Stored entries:

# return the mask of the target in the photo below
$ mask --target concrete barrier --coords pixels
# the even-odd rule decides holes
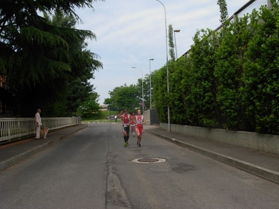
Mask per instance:
[[[160,123],[168,130],[168,124]],[[171,131],[183,134],[279,155],[279,136],[255,132],[171,124]]]

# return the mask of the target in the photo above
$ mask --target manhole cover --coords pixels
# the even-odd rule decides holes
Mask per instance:
[[[138,162],[154,162],[159,161],[158,159],[156,158],[142,158],[137,160]]]
[[[164,158],[158,158],[158,157],[144,157],[144,158],[138,158],[132,160],[133,162],[138,162],[138,163],[156,163],[156,162],[165,162],[166,160]]]

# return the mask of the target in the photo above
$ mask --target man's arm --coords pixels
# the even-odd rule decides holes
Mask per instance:
[[[116,116],[117,118],[120,118],[121,117],[122,117],[123,114],[124,114],[124,111],[123,110],[121,110],[121,111],[120,112],[120,114],[119,114]]]

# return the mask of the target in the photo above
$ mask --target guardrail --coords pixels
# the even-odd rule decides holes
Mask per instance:
[[[80,123],[80,118],[78,117],[42,118],[41,129],[47,127],[49,130],[54,130],[79,125]],[[34,118],[0,118],[0,143],[34,136],[36,129]]]

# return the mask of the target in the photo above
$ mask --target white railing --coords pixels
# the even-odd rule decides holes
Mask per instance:
[[[41,129],[47,127],[50,130],[80,124],[77,117],[42,118]],[[34,118],[0,118],[0,142],[21,139],[36,134]]]

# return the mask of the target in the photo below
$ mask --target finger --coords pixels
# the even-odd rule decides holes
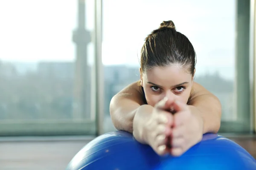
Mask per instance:
[[[182,137],[173,138],[171,141],[171,146],[172,147],[183,147],[185,145],[185,139]]]
[[[180,156],[183,154],[184,151],[182,147],[173,147],[171,149],[171,154],[174,156]]]
[[[170,126],[173,123],[173,116],[166,111],[160,111],[158,117],[159,124],[163,124]]]
[[[185,133],[185,127],[184,125],[181,125],[175,127],[172,129],[172,139],[173,138],[182,137]]]
[[[158,102],[155,106],[158,109],[170,110],[172,105],[173,103],[174,99],[168,99],[166,97]]]
[[[156,146],[158,147],[161,145],[165,145],[167,142],[167,138],[166,138],[165,134],[162,134],[158,135],[155,140]]]
[[[183,111],[176,113],[173,115],[172,118],[174,126],[179,126],[184,124],[189,117],[189,111]]]
[[[163,155],[168,152],[167,147],[165,144],[159,146],[154,150],[159,155]]]
[[[178,100],[175,100],[172,103],[172,108],[175,112],[182,111],[187,111],[188,110],[187,105]]]

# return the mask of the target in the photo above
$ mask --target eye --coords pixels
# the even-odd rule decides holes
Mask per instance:
[[[183,86],[177,87],[175,88],[175,91],[177,93],[181,93],[184,90],[186,89],[186,88]]]
[[[151,86],[150,87],[150,88],[151,89],[151,90],[152,90],[152,91],[155,92],[159,91],[160,91],[160,90],[159,87],[155,86]]]

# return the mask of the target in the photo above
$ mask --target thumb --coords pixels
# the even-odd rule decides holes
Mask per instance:
[[[175,100],[172,104],[172,107],[175,112],[186,111],[188,109],[187,105],[178,100]]]

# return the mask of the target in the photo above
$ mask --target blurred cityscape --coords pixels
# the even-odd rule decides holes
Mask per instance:
[[[55,119],[90,117],[91,75],[87,74],[85,102],[78,105],[74,62],[0,62],[0,119]],[[109,116],[111,98],[124,87],[139,79],[139,69],[125,65],[104,66],[105,113]],[[213,93],[222,104],[222,119],[236,119],[233,112],[234,82],[218,72],[196,76],[195,81]],[[233,101],[233,102],[230,102]],[[79,102],[79,101],[78,101]],[[81,102],[81,101],[80,101]],[[75,109],[80,110],[77,117]]]

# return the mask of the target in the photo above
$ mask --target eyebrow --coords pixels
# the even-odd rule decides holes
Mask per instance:
[[[180,83],[180,84],[178,84],[177,85],[175,85],[173,87],[179,87],[179,86],[182,85],[184,85],[185,84],[187,84],[189,82],[182,82],[181,83]],[[152,82],[148,82],[148,83],[151,84],[152,85],[154,85],[155,86],[159,87],[160,88],[162,88],[162,87],[161,86],[160,86],[160,85],[157,85],[156,84],[154,83],[153,83]]]

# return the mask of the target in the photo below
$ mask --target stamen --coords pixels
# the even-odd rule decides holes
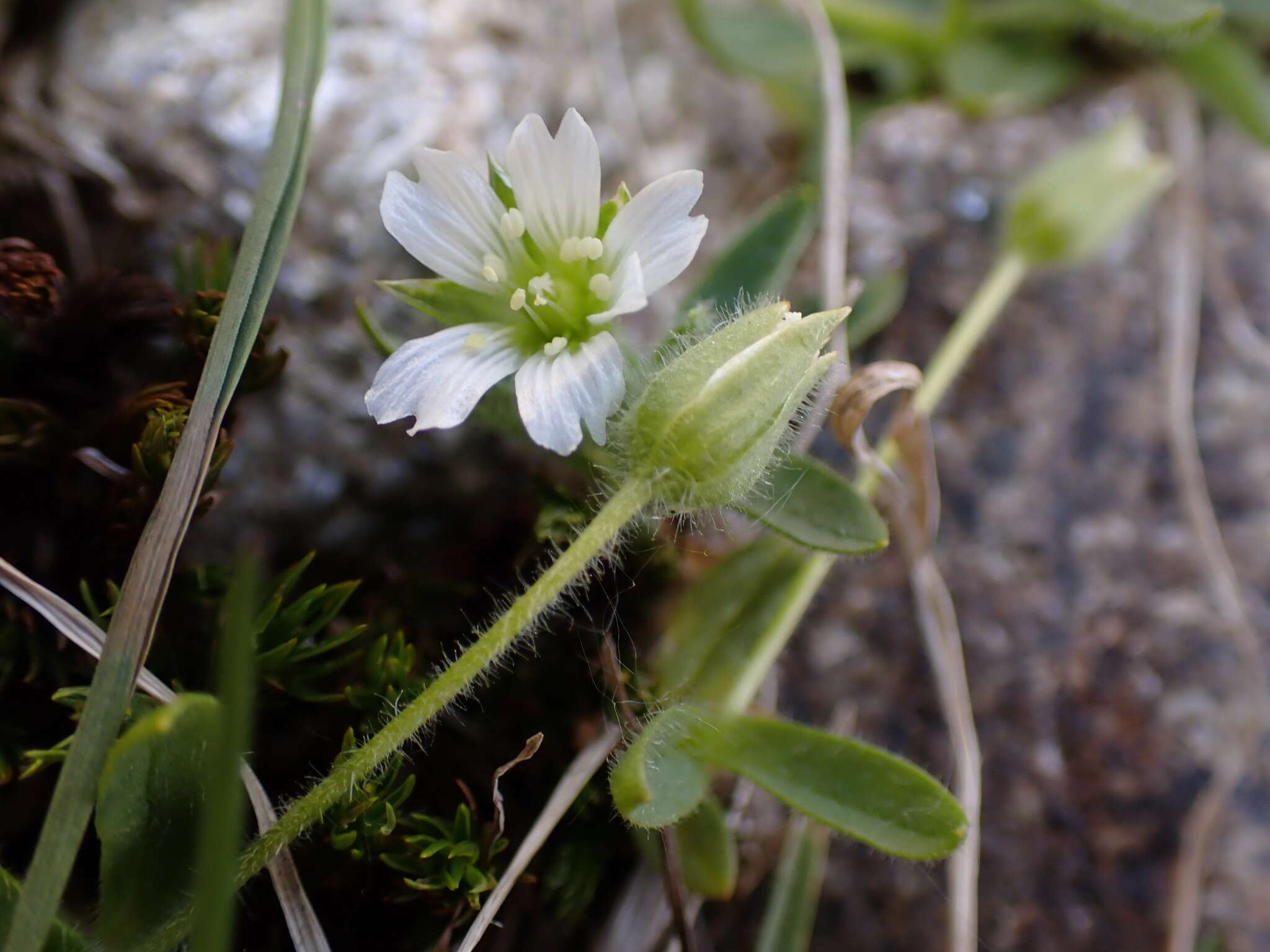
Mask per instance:
[[[498,220],[498,230],[505,239],[518,239],[525,234],[525,216],[519,208],[508,208]]]
[[[542,297],[544,294],[555,293],[555,282],[551,279],[550,274],[540,274],[536,278],[530,278],[528,283],[530,292]]]
[[[485,267],[480,269],[480,273],[485,281],[490,284],[497,284],[507,279],[507,261],[493,253],[486,253],[484,261]]]
[[[591,288],[591,293],[601,301],[607,301],[613,296],[613,279],[603,272],[592,274],[591,281],[587,282],[587,287]]]

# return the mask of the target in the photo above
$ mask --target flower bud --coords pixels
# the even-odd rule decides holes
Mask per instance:
[[[833,362],[819,352],[847,311],[759,307],[671,360],[622,420],[632,475],[681,510],[748,493]]]
[[[1101,251],[1168,184],[1172,166],[1147,150],[1125,117],[1027,176],[1006,211],[1006,248],[1029,264],[1067,264]]]

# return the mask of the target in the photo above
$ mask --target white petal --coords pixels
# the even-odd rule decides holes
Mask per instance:
[[[516,402],[525,429],[538,446],[561,456],[582,442],[585,421],[591,437],[605,444],[605,421],[626,392],[622,352],[608,331],[555,357],[533,354],[516,372]]]
[[[638,254],[629,254],[622,259],[617,270],[610,275],[610,283],[612,298],[608,307],[587,317],[592,324],[607,324],[620,314],[643,311],[648,303],[648,294],[644,293],[644,272]]]
[[[599,223],[599,147],[570,109],[555,138],[541,116],[526,116],[507,146],[507,174],[530,235],[555,253],[566,237],[588,237]]]
[[[489,291],[481,275],[486,254],[514,254],[499,234],[503,204],[485,178],[453,152],[415,154],[419,180],[390,171],[380,215],[401,246],[443,278]],[[517,242],[519,245],[519,242]]]
[[[414,416],[410,433],[457,426],[525,355],[499,324],[461,324],[399,347],[366,392],[376,423]]]
[[[640,189],[605,232],[605,259],[632,251],[644,268],[644,291],[654,293],[688,267],[706,234],[704,215],[688,216],[701,198],[701,173],[672,171]]]

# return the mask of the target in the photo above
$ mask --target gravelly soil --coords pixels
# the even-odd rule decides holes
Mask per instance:
[[[596,119],[606,162],[632,184],[672,168],[705,169],[709,244],[718,248],[744,212],[791,182],[789,143],[761,98],[712,74],[673,18],[643,15],[650,4],[622,19],[641,129],[622,112],[612,60],[588,56],[582,18],[552,32],[555,20],[513,18],[500,4],[475,13],[461,0],[437,3],[431,17],[411,13],[415,6],[378,0],[337,18],[345,32],[333,46],[335,79],[320,110],[314,194],[283,275],[288,320],[279,340],[292,352],[291,366],[282,387],[254,397],[244,414],[222,481],[226,496],[193,542],[201,553],[224,552],[251,523],[284,539],[286,551],[334,550],[343,556],[337,565],[364,561],[387,579],[400,564],[423,559],[451,569],[447,578],[469,572],[471,590],[455,614],[481,617],[489,609],[481,592],[503,590],[532,565],[533,487],[577,485],[577,477],[472,433],[420,437],[403,448],[400,433],[376,430],[363,418],[361,393],[375,358],[349,317],[351,297],[367,293],[368,277],[410,270],[375,223],[384,169],[399,164],[414,141],[479,155],[521,112],[559,114],[575,103]],[[133,58],[127,69],[103,72],[113,61],[90,56],[95,44],[126,50],[121,37],[135,42],[144,29],[152,37],[170,28],[161,18],[150,25],[130,20],[160,9],[138,0],[126,15],[98,6],[91,17],[104,20],[72,19],[62,42],[80,55],[58,80],[62,118],[79,117],[88,124],[81,138],[97,136],[130,170],[119,194],[138,221],[157,225],[145,248],[155,261],[190,230],[225,227],[240,212],[260,146],[246,122],[255,100],[244,99],[244,90],[260,86],[260,62],[272,56],[259,42],[271,23],[263,15],[246,22],[251,42],[232,53],[215,44],[196,50],[208,61],[231,55],[243,62],[237,80],[225,79],[193,108],[182,105],[180,90],[155,81],[168,75],[160,66],[147,72]],[[602,30],[597,36],[605,42]],[[544,44],[551,57],[544,57]],[[366,60],[367,50],[389,48],[391,56]],[[428,55],[415,62],[414,50]],[[130,96],[142,105],[166,96],[169,107],[138,108],[141,118],[84,118],[83,103],[105,98],[118,105]],[[1134,104],[1151,118],[1140,84],[1086,93],[1024,118],[975,123],[939,105],[875,117],[855,150],[852,267],[870,273],[904,264],[909,297],[856,359],[925,359],[992,260],[993,212],[1008,184]],[[144,131],[133,149],[122,141],[130,123]],[[351,149],[359,137],[364,149]],[[173,151],[147,161],[138,154],[145,142],[171,142]],[[1256,314],[1270,303],[1262,265],[1270,254],[1270,157],[1222,127],[1210,129],[1208,147],[1212,227]],[[190,192],[197,201],[185,198]],[[1222,706],[1237,682],[1165,443],[1161,227],[1151,218],[1101,260],[1031,278],[935,428],[945,500],[937,557],[961,621],[986,758],[987,949],[1161,946],[1177,830],[1222,744]],[[99,248],[99,255],[109,261],[110,250]],[[814,287],[810,273],[798,281],[795,289]],[[1205,320],[1200,444],[1260,631],[1270,623],[1267,406],[1270,368],[1237,353]],[[465,506],[471,517],[462,515]],[[400,539],[385,538],[398,529]],[[630,598],[625,583],[603,585],[601,600]],[[636,626],[636,640],[652,630],[639,630],[644,614],[635,611],[626,621]],[[574,638],[565,651],[573,666],[589,677],[582,636],[565,637]],[[578,687],[584,691],[589,680]],[[465,724],[514,712],[513,693],[497,692]],[[843,699],[862,736],[950,776],[904,571],[893,555],[841,566],[781,665],[785,712],[824,722]],[[598,694],[594,702],[598,710]],[[500,703],[513,707],[495,710]],[[481,769],[470,750],[451,755],[465,769]],[[527,802],[512,810],[513,831],[550,784],[547,768],[566,759],[560,750],[538,764],[541,776],[526,783]],[[1229,949],[1270,949],[1267,793],[1264,770],[1248,779],[1213,857],[1204,910]],[[814,947],[937,948],[944,891],[939,867],[837,844]],[[715,947],[748,947],[758,908],[707,910]],[[569,947],[582,948],[577,942]]]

(WHAT THE EXERCISE ASKS):
Report each line of the listing above that contains the word "white".

(EXERCISE RESPONSE):
$ mask --target white railing --coords pixels
$ mask --target white petal --coords pixels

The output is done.